◆ Zu bearbeiten:
1) Was bedeutet „Fahrplan“ laut dem Beitrag zur strukturierten Energiebeschaffung?
2) Zitieren Sie aus dem Beitrag zur strukturierten Energiebeschaffung alles von „Wichtigste Grundvoraussetzung für“ bis hin zu „den größten Herausforderungen.“.
3) Schreiben Sie den Beitrag über strukturierte Energiebeschaffung nach seinem letzten Satz weiter.

◆ Fachbeitrag:
Wichtigste Grundvoraussetzung für das Konzept der strukturierten Beschaffung ist eine möglichst genaue Abbildung des eigenen Energiebedarfs in die Zukunft. Abhängig von den verschiedenen Standardhandelsprodukten (Base, Peak) sowie strukturierten Produkten (Fahrpläne), wird die benötigte Gesamtmenge in Teilmengen zerlegt und zu unterschiedlichen Zeitpunkten beschafft. Folglich zählen die Auswahl der richtigen Produkte, der Einkaufszeitpunkte und die Ermittlung des voraussichtlichen Bedarfs zu den größten Herausforderungen.

Welche Gestaltungsmöglichkeiten es in diesem Beschaffungsmodell gibt, ist Gegenstand dieses Beitrags.

Fahrplanlieferung

Ein gängiges Produkt der strukturierten Beschaffung ist die sog. Fahrplanlieferung. Zu diesem Zweck wird auf Grundlage des individuellen Lastgangs ein sog. Fahrplan zur Lieferung (Stunden-, Tages- und Monatsfahrpläne) erstellt. Fahrplan meint in diesem Kontext die Prognose der benötigten Energiemengen je Zeiteinheit. Die Energiemenge wird dann entsprechend des ermittelten Fahrplans und zu einem festgelegten Preis (abhängig vom Preismodell) bezogen. Die benötigte Menge wird über Standardhandelsprodukte zu Großhandelspreisen am Markt eingekauft.

◆ Datenauszug:
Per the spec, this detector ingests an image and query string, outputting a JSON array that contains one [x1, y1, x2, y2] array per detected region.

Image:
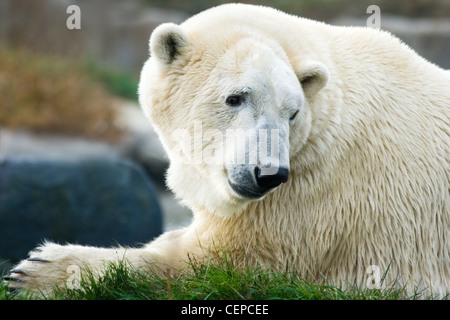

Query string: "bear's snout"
[[228, 166, 289, 199], [255, 167, 289, 191]]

◆ Antworten:
1) Die Prognose der benötigten Energiemengen je Zeiteinheit.

2)
Wichtigste Grundvoraussetzung für das Konzept der strukturierten Beschaffung ist eine möglichst genaue Abbildung des eigenen Energiebedarfs in die Zukunft. Abhängig von den verschiedenen Standardhandelsprodukten (Base, Peak) sowie strukturierten Produkten (Fahrpläne), wird die benötigte Gesamtmenge in Teilmengen zerlegt und zu unterschiedlichen Zeitpunkten beschafft. Folglich zählen die Auswahl der richtigen Produkte, der Einkaufszeitpunkte und die Ermittlung des voraussichtlichen Bedarfs zu den größten Herausforderungen.

3)
Da die Beschaffung anhand des erstellten Fahrplans erfolgt, übernimmt der Abnehmer das Mengenrisiko im Falle einer Abweichung. Der Lieferant muss dadurch dieses Risiko nicht in den Nettoenergiepreis einkalkulieren und kann bessere Preise anbieten als z.B. bei der Vollversorgung. Abweichungen von der vereinbaren Liefermenge sind i.d.R. nur möglich, wenn dieses vorab vertraglich z.B. durch Toleranzmengen (vgl. unten) festgelegt wurde. Andernfalls werden Toleranzmengen häufig verbrauchsscharf zu Spotmarkt-Preisen zwischen Lieferant und Kunde abgerechnet.

Um die Vorteile einer Fahrplanlieferung nutzen zu können, muss der Prognoseverbrauch mit hoher Genauigkeit dem realen Verbrauchsprofil entsprechen. Gerade für Großkunden mit einem heterogenen Verbrauchsprofil kann die Fahrplanlieferung das grundlegendste Element der strukturierten Beschaffung sein.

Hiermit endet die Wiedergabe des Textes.